▶ CONSIGNA: Según el fragmento sobre la Isla de Pascua, ¿tras cuántos meses de aislamiento aterrizó por primera vez un avión con turistas?

▶ FRAGMENTO:
##########
Tras vivir en el frenesí del turismo a pesar de las advertencias de prudencia de sus ancestros, la chilena Isla de Pascua se volvió más sustentable durante los más de dos años de aislamiento por la pandemia y hoy quiere preservar ese aprendizaje.
«Llegó el momento que habían predicho los viejos, dice a la AFP Julio Hotus, miembro del Consejo de Ancianos de Isla de Pascua, un territorio insular chileno ubicado en el Pacífico a 3,500 kilómetros del continente. Les habían advertido: mantengan la independencia alimentaria, porque en algún momento pueden quedar aislados, pero las últimas generaciones desoyeron ese consejo», explica Hotus.
Antes del coronavirus, en dos vuelos por día, llegaban cada año casi 160,000 turistas, «una avalancha», según el anciano. Pero en marzo de 2020 las autoridades locales cerraron completamente esta isla de casi 8,000 habitantes.
El jueves pasado, tras 28 meses de aislamiento, aterrizó por primera vez un avión con turistas, en medio de la emoción de los habitantes de este lugar, que añoraban volver a ver caras nuevas después de tanto tiempo.
La apertura, sin embargo, será gradual. En un principio, serán sólo dos vuelos por semana, pero la frecuencia irá aumentando paulatinamente. Por ahora, con ese flujo de llegadas, los grandes hoteles han preferido mantener sus puertas cerradas.
##########
▶ ENTRADAS EXTRAÍDAS:
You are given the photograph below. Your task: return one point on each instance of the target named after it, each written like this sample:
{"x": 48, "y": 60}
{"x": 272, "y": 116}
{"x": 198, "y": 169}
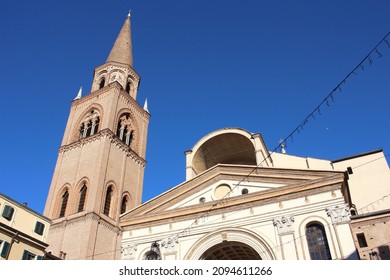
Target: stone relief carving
{"x": 339, "y": 213}
{"x": 284, "y": 224}
{"x": 128, "y": 251}
{"x": 168, "y": 245}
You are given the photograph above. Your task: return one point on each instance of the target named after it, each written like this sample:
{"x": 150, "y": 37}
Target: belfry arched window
{"x": 124, "y": 131}
{"x": 107, "y": 201}
{"x": 90, "y": 124}
{"x": 82, "y": 196}
{"x": 128, "y": 87}
{"x": 317, "y": 242}
{"x": 102, "y": 83}
{"x": 124, "y": 204}
{"x": 64, "y": 203}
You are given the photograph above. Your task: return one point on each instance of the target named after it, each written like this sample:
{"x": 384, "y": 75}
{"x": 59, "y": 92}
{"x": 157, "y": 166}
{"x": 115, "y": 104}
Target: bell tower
{"x": 100, "y": 166}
##########
▶ RESPUESTA: Tras 28 meses de aislamiento.